__Entries shown__
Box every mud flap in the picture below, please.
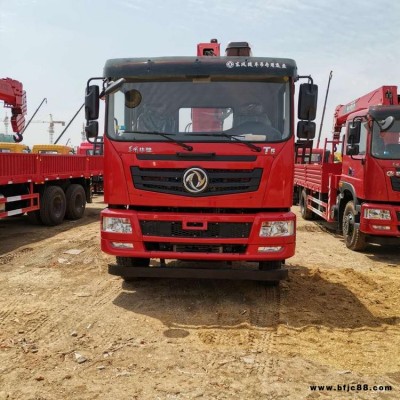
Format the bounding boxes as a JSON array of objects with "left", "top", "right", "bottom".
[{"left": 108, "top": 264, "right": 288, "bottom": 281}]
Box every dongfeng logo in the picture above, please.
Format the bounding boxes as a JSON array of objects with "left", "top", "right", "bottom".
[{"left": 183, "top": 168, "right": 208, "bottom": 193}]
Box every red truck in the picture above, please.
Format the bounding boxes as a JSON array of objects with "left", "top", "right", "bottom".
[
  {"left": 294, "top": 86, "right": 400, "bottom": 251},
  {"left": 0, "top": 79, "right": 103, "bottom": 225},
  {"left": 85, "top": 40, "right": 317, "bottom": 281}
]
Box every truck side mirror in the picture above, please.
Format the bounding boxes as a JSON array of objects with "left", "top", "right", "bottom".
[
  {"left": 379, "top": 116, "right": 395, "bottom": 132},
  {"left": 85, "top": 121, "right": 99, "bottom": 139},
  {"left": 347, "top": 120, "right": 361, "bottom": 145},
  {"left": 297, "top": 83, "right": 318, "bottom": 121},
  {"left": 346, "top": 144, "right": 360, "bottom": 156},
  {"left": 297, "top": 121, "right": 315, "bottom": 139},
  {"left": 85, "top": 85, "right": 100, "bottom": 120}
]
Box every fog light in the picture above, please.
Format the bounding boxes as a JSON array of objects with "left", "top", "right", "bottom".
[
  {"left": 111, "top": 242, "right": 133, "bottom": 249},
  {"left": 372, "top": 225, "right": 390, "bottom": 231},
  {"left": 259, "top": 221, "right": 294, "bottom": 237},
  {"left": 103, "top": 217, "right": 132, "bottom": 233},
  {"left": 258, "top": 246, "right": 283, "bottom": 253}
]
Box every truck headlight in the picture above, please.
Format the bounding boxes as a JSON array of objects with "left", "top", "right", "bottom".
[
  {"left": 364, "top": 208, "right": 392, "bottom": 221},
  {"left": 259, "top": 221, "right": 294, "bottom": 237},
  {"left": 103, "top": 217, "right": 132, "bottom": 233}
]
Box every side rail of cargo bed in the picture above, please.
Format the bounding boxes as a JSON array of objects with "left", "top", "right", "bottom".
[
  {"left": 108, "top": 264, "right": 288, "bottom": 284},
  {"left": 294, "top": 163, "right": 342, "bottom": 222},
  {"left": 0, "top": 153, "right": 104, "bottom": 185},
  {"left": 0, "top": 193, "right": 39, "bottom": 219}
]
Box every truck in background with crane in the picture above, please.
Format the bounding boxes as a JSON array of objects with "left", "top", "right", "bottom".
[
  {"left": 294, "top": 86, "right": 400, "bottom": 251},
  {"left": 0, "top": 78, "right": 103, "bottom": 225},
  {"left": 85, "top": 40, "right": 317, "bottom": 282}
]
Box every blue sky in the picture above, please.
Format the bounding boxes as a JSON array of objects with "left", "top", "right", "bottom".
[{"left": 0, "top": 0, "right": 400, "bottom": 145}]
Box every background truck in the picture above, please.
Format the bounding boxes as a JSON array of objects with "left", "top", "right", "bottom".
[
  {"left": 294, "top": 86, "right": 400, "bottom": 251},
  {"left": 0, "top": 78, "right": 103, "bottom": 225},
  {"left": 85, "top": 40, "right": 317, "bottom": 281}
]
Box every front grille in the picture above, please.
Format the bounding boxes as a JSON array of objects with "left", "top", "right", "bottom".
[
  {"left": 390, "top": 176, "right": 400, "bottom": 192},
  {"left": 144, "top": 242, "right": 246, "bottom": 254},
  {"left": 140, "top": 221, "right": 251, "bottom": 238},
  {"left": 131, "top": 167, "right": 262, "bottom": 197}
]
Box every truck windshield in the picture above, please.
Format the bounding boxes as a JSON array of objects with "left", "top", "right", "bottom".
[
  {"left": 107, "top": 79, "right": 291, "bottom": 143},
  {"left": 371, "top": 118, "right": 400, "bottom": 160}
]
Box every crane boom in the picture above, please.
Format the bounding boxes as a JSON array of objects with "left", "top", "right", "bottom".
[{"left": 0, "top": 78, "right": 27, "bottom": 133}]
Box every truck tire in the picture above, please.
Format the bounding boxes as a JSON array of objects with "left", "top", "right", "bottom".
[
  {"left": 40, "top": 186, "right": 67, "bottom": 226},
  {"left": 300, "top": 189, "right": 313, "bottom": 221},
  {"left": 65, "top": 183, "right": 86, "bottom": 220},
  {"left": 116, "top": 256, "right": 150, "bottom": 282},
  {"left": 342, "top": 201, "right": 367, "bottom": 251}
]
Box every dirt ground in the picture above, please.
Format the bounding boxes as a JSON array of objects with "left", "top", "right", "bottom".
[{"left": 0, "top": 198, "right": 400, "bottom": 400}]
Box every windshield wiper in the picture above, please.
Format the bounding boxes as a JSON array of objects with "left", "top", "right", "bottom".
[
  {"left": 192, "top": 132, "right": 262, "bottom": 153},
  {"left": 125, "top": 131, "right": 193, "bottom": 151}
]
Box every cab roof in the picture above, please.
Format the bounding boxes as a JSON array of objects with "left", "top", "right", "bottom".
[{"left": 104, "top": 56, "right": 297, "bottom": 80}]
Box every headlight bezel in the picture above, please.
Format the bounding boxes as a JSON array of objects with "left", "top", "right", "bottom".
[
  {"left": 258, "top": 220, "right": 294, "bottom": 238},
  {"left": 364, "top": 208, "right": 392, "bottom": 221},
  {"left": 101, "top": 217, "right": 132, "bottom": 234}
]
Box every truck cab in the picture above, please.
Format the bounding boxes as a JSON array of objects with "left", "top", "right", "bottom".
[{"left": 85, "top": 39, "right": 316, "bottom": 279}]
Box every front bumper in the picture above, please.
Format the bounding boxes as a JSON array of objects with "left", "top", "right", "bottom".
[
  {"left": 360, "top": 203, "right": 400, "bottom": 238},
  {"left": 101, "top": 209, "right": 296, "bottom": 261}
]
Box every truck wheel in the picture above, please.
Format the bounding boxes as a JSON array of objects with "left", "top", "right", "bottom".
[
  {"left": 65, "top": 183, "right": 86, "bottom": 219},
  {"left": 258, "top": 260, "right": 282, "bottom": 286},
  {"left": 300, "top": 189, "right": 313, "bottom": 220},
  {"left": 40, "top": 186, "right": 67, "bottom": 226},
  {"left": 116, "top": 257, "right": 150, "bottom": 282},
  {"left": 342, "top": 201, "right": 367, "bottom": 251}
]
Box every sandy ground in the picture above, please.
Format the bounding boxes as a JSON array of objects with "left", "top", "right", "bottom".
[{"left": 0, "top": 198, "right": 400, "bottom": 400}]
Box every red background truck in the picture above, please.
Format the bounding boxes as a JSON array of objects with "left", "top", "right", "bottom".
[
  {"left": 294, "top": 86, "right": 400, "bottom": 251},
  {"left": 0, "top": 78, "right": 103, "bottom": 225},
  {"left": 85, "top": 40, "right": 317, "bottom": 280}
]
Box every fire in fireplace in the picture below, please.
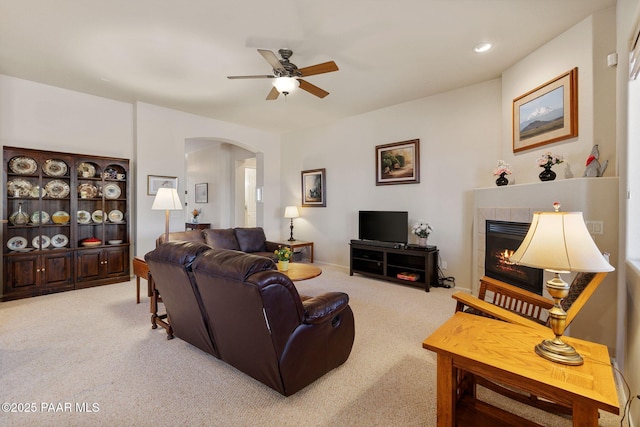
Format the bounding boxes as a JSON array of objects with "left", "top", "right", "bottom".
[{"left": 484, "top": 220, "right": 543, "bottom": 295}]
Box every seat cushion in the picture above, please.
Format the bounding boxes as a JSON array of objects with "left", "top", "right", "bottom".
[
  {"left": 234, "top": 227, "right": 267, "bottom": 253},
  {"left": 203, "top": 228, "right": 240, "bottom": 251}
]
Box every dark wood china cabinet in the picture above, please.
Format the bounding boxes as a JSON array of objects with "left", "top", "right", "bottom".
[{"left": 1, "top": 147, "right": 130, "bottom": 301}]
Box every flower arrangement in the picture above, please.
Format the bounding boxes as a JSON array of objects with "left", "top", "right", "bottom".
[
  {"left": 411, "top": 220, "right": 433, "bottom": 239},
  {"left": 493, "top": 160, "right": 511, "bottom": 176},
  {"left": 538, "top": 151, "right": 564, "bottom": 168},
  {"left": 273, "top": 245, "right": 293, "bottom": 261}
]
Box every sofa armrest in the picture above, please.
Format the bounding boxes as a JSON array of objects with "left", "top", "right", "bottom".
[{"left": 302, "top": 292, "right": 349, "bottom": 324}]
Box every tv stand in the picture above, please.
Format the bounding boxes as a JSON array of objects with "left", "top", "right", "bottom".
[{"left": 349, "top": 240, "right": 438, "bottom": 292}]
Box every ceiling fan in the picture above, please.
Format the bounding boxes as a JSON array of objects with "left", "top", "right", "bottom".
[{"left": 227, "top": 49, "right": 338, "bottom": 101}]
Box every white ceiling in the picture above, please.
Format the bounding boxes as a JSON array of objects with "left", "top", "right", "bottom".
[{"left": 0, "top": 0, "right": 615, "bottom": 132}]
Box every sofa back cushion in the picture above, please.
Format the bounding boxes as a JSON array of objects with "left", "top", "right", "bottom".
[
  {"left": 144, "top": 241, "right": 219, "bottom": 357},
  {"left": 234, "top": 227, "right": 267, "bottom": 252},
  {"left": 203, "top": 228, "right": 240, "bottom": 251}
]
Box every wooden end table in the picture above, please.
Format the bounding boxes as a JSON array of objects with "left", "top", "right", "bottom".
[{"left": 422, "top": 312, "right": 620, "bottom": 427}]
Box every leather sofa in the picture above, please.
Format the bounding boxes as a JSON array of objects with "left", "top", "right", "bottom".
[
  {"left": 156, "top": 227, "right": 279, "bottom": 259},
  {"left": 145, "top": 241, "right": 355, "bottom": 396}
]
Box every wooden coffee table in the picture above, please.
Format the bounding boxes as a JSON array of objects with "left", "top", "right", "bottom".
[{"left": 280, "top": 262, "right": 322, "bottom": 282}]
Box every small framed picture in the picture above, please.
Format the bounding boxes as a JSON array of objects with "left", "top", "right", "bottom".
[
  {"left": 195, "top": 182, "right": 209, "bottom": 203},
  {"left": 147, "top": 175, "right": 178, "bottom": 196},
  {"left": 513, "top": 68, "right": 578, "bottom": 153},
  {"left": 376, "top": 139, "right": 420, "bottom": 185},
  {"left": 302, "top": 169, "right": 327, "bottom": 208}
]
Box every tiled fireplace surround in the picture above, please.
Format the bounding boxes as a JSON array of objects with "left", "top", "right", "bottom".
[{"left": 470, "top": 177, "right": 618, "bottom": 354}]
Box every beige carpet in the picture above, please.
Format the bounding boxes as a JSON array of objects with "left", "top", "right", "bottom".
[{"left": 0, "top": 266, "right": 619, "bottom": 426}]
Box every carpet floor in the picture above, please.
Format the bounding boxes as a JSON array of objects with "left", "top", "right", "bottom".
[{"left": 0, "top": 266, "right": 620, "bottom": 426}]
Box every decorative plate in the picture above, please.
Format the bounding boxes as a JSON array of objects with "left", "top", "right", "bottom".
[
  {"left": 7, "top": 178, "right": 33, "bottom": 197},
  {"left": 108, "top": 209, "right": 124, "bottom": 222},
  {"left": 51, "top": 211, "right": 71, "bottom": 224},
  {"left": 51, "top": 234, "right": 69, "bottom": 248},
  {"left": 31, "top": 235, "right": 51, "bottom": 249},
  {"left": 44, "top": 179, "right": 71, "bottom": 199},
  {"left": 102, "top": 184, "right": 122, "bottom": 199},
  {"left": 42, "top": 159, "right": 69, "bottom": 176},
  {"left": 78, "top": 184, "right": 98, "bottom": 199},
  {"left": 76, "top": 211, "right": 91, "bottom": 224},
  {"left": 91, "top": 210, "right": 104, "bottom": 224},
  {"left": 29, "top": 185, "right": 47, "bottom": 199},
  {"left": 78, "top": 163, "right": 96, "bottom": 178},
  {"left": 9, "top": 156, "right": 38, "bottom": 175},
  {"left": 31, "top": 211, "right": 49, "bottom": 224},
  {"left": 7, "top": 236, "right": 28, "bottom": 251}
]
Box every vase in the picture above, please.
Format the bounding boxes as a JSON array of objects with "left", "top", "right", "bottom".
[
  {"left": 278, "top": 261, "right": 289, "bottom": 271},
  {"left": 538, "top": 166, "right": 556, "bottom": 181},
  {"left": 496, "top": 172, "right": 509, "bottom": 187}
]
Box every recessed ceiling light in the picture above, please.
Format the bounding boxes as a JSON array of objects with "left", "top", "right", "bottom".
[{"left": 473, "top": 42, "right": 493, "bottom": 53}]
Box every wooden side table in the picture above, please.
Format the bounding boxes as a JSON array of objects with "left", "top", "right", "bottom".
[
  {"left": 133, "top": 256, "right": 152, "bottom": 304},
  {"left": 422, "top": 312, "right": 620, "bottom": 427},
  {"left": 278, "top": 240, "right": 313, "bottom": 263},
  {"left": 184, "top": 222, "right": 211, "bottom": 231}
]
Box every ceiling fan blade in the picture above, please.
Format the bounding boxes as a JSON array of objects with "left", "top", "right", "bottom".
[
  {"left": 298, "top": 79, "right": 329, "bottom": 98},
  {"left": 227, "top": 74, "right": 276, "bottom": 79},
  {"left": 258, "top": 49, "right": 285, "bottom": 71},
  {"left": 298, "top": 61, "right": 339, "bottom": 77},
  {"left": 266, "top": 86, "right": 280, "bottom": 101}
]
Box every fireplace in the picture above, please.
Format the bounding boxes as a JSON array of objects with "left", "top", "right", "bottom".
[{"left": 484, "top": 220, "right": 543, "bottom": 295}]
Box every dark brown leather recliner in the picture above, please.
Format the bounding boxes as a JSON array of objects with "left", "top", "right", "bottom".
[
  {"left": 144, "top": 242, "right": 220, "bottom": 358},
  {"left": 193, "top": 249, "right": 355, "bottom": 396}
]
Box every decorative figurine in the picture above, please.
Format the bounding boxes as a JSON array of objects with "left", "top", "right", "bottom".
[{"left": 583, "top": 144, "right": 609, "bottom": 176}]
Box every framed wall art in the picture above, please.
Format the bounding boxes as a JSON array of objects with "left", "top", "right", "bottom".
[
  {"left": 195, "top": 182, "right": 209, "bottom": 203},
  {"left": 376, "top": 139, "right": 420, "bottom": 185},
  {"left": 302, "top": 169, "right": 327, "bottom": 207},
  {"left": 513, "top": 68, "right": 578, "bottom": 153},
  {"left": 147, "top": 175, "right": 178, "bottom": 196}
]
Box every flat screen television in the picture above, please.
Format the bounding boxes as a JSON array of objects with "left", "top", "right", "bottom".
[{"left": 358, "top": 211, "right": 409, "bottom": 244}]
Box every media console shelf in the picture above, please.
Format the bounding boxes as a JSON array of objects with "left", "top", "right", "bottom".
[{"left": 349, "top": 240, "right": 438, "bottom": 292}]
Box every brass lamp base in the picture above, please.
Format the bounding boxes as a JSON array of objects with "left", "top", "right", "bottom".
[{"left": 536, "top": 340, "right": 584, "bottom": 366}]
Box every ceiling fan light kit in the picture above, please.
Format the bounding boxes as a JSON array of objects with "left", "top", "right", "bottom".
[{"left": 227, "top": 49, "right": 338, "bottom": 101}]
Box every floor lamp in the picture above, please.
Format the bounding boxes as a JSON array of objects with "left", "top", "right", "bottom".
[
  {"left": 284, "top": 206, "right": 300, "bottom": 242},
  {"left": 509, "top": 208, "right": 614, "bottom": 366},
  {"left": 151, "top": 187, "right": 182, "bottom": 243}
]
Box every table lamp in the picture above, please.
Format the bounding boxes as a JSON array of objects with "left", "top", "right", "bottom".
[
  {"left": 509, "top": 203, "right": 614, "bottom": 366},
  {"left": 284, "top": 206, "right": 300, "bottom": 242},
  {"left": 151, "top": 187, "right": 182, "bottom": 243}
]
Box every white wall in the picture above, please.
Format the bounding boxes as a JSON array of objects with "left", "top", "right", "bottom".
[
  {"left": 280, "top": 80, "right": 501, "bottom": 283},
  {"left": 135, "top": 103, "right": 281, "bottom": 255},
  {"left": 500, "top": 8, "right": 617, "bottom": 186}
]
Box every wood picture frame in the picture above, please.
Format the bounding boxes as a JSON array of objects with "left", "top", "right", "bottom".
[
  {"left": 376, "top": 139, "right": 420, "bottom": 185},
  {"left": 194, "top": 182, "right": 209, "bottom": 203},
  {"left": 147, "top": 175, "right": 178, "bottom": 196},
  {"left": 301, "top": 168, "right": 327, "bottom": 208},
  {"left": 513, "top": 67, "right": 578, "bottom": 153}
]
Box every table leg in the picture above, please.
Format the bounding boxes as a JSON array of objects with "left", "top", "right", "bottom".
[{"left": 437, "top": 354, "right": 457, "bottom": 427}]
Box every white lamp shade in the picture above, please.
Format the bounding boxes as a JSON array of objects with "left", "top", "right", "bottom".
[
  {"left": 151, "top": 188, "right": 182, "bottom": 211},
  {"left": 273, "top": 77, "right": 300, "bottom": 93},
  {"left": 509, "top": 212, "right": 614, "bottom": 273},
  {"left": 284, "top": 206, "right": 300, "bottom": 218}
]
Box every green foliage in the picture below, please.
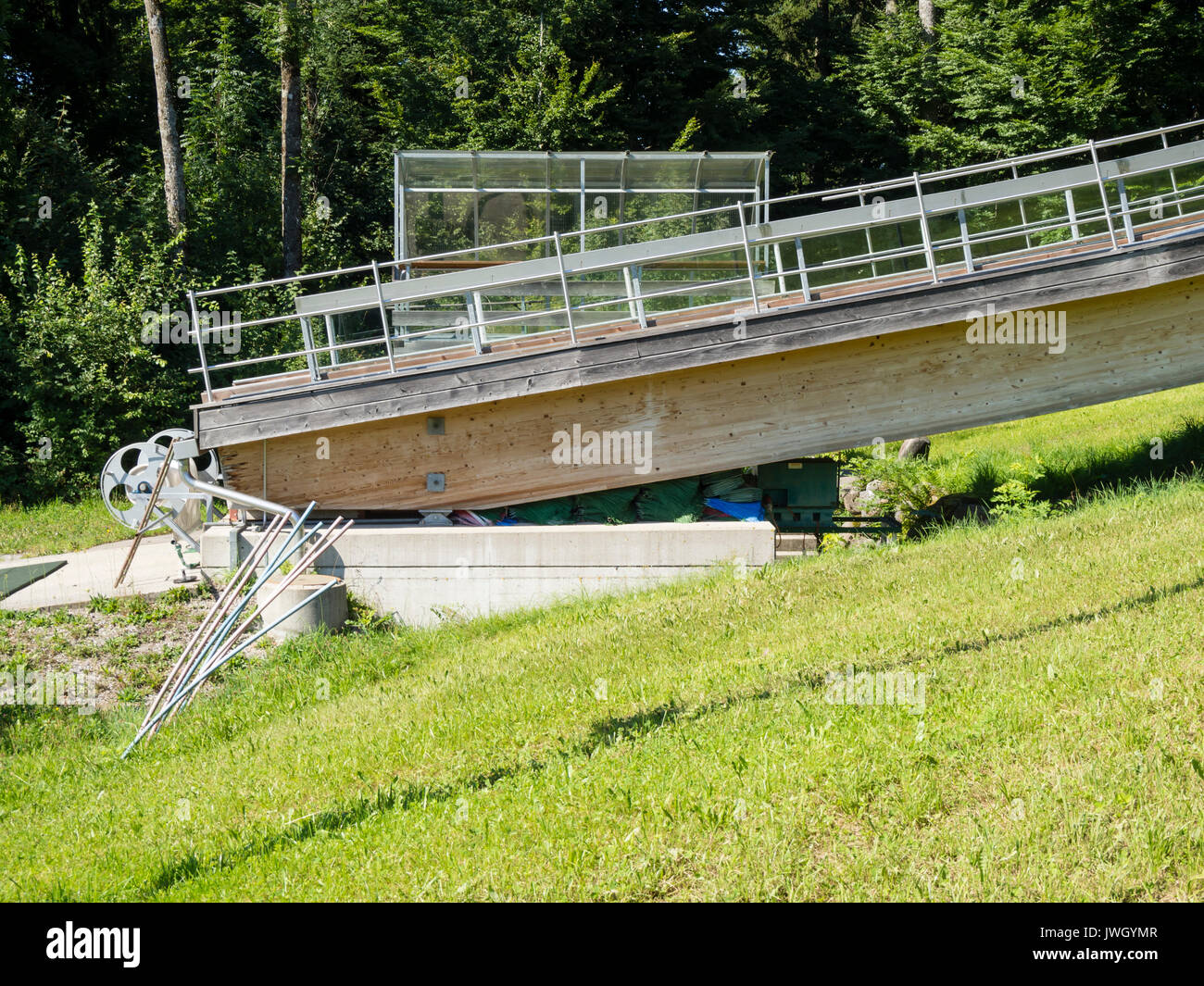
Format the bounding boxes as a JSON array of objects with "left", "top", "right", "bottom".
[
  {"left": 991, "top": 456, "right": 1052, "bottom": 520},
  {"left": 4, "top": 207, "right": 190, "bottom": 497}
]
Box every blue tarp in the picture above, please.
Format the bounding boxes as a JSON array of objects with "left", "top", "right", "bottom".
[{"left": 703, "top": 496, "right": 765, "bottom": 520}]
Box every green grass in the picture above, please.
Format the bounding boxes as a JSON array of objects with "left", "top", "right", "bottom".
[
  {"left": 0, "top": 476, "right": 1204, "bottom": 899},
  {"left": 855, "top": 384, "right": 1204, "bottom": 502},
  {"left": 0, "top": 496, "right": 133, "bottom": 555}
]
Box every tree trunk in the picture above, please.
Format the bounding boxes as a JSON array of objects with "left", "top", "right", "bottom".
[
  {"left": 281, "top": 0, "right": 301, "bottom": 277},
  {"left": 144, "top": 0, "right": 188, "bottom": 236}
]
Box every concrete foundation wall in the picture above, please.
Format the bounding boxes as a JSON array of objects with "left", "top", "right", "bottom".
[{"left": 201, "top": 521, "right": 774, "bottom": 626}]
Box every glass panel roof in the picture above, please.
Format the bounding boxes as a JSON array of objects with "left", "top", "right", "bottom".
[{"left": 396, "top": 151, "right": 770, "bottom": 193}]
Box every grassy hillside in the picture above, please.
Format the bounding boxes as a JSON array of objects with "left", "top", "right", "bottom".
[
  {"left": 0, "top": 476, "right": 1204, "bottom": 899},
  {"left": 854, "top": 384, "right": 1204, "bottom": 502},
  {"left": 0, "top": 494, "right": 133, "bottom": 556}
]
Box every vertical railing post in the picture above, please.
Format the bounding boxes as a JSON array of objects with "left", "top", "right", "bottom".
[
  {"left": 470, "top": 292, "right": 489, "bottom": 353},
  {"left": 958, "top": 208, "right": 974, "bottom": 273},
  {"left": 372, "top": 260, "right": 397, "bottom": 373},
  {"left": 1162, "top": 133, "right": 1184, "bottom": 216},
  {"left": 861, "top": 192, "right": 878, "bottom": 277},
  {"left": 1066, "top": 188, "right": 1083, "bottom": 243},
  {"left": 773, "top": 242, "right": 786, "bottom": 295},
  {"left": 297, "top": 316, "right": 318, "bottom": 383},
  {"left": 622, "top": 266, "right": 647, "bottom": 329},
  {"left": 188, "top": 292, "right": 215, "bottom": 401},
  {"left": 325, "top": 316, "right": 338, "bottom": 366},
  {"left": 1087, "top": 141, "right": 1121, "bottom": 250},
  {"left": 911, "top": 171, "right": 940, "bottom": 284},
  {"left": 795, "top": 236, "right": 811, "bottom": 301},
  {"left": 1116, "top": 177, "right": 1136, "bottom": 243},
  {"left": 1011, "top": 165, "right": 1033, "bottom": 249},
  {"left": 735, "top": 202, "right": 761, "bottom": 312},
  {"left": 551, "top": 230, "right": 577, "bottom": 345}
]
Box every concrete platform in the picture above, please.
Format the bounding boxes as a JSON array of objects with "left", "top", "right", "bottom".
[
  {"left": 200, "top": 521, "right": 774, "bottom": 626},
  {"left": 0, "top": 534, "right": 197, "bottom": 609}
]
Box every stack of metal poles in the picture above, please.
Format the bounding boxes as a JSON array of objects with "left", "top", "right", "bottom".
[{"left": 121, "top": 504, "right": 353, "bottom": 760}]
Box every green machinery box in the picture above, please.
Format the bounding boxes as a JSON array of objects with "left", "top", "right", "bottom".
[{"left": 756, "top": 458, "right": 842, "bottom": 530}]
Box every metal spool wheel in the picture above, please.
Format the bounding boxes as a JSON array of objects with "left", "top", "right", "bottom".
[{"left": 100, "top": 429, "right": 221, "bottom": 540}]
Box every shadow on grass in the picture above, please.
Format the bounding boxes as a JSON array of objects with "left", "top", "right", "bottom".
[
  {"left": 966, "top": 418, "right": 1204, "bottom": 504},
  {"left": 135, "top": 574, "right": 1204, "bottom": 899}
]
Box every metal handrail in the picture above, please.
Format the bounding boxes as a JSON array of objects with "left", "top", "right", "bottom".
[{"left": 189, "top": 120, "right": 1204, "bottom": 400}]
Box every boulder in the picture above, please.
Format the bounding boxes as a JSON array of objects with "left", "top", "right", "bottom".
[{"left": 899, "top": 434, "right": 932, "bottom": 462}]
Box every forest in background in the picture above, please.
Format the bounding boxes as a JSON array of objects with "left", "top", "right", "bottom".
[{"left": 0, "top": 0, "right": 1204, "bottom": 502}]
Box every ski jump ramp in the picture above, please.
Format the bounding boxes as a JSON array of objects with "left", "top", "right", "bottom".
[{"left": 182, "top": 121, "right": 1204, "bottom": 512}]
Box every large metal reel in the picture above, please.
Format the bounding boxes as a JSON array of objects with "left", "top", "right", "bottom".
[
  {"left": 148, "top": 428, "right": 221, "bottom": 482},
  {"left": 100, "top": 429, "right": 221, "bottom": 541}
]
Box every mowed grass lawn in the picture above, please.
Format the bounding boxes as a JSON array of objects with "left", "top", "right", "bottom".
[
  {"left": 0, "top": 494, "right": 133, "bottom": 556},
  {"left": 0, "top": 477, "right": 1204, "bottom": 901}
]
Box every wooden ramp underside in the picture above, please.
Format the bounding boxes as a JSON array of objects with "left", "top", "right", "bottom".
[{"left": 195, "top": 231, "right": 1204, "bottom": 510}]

__Set exercise__
Collect each line of the material above that contains the word "below" and copy those lines out in full.

__Completed exercise__
Box every mud flap in the picture below, please.
Box every fire in fireplace in the picture below, please.
Box every green foliage in the picture below, please.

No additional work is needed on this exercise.